START EXTRACT
An index of India’s consumer goods firms has dropped about 3% from its peak earlier this month and is now little changed this year after jumping 17% in 2022. That’s still better than the broader S&P BSE Sensex Index, which has fallen 2.6% since the end of December.

The ICICI Prudential Focused Bluechip Equity Fund co-managed by Tawakley has beaten 94% of its peers over the past three years, data compiled by Bloomberg show.

A number of big consumer players, including ITC Ltd. and Hindustan Unilever Ltd., saw profit margins jump in the latest earnings season, leading some analysts to question whether there’s much scope for further increases. At the same time, their broader performance was dragged down by the rural segment.

The negative impact of inflation will lead to a decline in middle-income consumption across categories such as quick-service restaurants, food delivery, paints and durable goods, Goldman Sachs Group Inc. said in a note last week.

India’s core inflation has exceeded 6% for the past 16 months, threatening to weigh on economic growth and consumer spending. The central bank expects the consumer price index to average 6.5% in the current fiscal year to March.

Tawakley said for one of his other funds he has lowered his allocation to metals and non-bank financial companies, and is instead leaning toward housing and construction-related sectors on expectations of positive earnings surprises.
END EXTRACT
▸ PROBLEMS:
(A) Translate this sentence from the market report into Spanish: "The central bank expects the consumer price index to average 6.5% in the current fiscal year to March."
(B) Rewrite the market report from "The negative impact" to "note last week.", replacing "middle-income" with "lower-income".
These lines are not needed for the work.
START INFORMATION SUPPLIED
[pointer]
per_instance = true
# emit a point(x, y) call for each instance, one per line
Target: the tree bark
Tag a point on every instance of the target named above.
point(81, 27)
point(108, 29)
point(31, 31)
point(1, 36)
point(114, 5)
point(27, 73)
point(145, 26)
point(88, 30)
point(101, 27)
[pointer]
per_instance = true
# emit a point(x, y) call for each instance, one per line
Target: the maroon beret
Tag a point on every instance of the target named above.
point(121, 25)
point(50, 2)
END INFORMATION SUPPLIED
▸ TASK-BY-TASK OUTPUTS:
(A) El banco central prevé que el índice de precios al consumidor promedie un 6,5 % en el año fiscal en curso hasta marzo.

(B)
The negative impact of inflation will lead to a decline in lower-income consumption across categories such as quick-service restaurants, food delivery, paints and durable goods, Goldman Sachs Group Inc. said in a note last week.